(Beginning of TASK DATA)

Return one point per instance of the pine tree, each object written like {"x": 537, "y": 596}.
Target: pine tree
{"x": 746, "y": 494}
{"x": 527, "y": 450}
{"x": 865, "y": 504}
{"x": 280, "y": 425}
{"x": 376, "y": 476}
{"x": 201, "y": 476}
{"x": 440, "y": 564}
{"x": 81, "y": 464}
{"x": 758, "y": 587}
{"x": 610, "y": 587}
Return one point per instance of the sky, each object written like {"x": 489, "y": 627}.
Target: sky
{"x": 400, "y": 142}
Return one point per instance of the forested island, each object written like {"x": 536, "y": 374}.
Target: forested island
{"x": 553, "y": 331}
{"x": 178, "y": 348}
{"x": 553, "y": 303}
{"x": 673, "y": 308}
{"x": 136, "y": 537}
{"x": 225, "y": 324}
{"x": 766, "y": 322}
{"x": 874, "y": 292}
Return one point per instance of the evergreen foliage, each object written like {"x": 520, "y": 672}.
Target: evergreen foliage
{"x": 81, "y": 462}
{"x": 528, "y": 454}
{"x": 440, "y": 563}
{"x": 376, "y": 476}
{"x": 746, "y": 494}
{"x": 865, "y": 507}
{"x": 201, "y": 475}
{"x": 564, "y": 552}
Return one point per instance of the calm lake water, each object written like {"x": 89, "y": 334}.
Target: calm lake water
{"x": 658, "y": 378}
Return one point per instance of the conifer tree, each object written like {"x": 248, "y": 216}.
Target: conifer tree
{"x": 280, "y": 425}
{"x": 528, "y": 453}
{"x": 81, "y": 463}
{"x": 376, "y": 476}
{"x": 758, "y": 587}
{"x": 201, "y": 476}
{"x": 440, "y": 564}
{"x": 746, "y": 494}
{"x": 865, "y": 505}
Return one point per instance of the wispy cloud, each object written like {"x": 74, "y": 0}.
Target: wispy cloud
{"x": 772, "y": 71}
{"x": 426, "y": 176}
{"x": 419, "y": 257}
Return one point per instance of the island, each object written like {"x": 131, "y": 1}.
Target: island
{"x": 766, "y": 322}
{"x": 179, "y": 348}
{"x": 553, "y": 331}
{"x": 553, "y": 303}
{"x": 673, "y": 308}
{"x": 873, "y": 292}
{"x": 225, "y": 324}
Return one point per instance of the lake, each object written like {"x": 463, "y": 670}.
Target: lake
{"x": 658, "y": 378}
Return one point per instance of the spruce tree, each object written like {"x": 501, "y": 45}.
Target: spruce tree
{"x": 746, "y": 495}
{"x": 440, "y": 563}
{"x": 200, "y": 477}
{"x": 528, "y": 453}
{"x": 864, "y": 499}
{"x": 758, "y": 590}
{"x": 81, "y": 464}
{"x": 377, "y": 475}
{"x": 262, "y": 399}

(End of TASK DATA)

*YOUR OBJECTIVE:*
Your answer should be every line above that contains the word "point".

*TASK RESPONSE:*
Return one point per instance of the pine tree, each object written like {"x": 537, "y": 596}.
Return one point per instance of the sky, each object written like {"x": 489, "y": 627}.
Return one point per instance of the forested island, each object written like {"x": 536, "y": 374}.
Return one point per instance of the evergreen foliage, each object written like {"x": 520, "y": 672}.
Return one point per instance of the calm lake water, each object written like {"x": 89, "y": 334}.
Return one point per instance of the conifer tree, each object written like {"x": 248, "y": 216}.
Return one point per instance of the wispy cloud, each object written like {"x": 74, "y": 0}.
Return one point per instance of the island, each object written like {"x": 131, "y": 1}.
Return one point per instance of the lake, each object written like {"x": 463, "y": 670}.
Return one point per instance of the spruce tree, each object written like {"x": 501, "y": 45}.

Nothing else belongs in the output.